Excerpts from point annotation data
....

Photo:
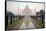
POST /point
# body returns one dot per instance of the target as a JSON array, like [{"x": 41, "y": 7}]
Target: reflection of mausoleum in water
[{"x": 27, "y": 11}]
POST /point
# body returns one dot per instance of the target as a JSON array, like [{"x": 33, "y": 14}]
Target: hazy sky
[{"x": 13, "y": 7}]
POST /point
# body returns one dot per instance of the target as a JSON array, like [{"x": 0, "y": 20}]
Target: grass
[
  {"x": 39, "y": 23},
  {"x": 13, "y": 24}
]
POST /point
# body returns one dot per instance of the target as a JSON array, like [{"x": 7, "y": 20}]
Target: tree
[
  {"x": 42, "y": 15},
  {"x": 10, "y": 15}
]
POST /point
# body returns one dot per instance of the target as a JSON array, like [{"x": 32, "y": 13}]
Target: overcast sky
[{"x": 13, "y": 7}]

....

» **Short problem**
The records above need to be given again exactly. Omit the pictures.

» **Expected answer**
Photo:
POST /point
# body returns one dot per instance of the target as a JSON array, like [{"x": 41, "y": 7}]
Target: reflection of mausoleum in water
[{"x": 27, "y": 11}]
POST /point
# body returns one dot per instance of the target as a JSON array, like [{"x": 33, "y": 14}]
Target: hazy sky
[{"x": 13, "y": 7}]
POST /point
# body returns one dot per instance of the target as a JSON array, like [{"x": 0, "y": 20}]
Target: grass
[
  {"x": 39, "y": 23},
  {"x": 13, "y": 24}
]
POST /point
# body returns one dot per instance of the target as a JSON array, like [{"x": 7, "y": 20}]
Target: tree
[
  {"x": 42, "y": 15},
  {"x": 10, "y": 15}
]
POST /point
# body returns one dot per instance of the target as a JSON array, like [{"x": 32, "y": 13}]
Target: overcast sky
[{"x": 13, "y": 7}]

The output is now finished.